* INPUT
^^^^
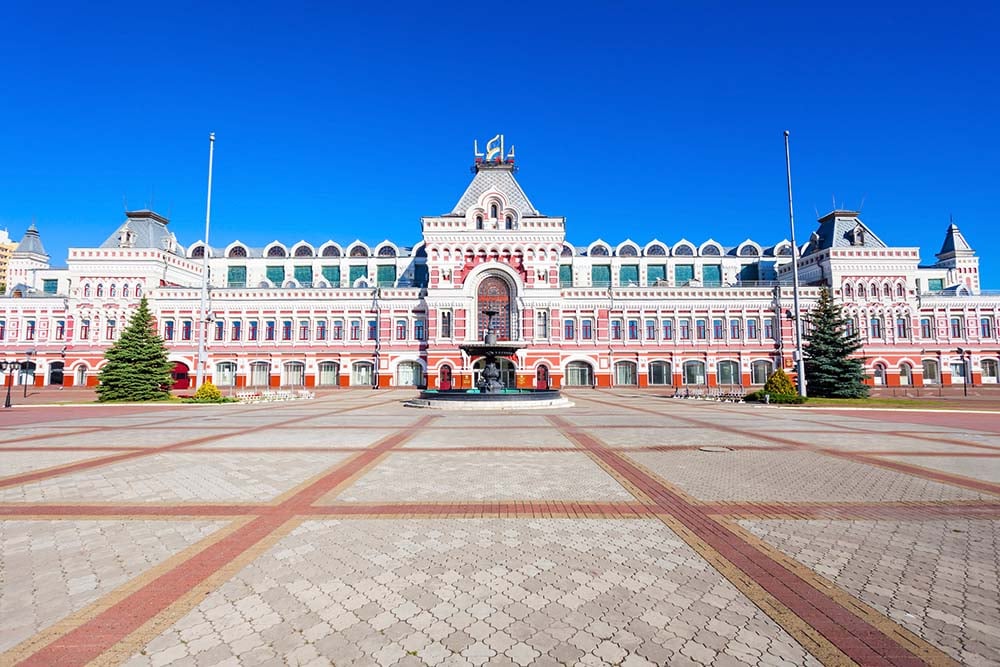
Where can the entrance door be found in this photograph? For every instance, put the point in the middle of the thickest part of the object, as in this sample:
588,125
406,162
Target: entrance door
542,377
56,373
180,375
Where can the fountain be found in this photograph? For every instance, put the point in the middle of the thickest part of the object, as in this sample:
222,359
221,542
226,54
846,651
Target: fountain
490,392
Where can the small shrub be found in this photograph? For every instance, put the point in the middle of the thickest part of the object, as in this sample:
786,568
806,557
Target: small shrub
^^^^
For each line in the data that contains the string "thickest", give a copy of that line.

Where can the entrance door be found in this photograph? For every instance, put the point in the middle of the thickest part of the object, as in this sample:
Where can the fountain be found in this photograph? For every instance, put the point in the middle of the thickest part of the object, as in this sample:
Where can the small shrub be found in this photograph? For every instance, put the point in the middle of the thickest part of the object, as in this sample:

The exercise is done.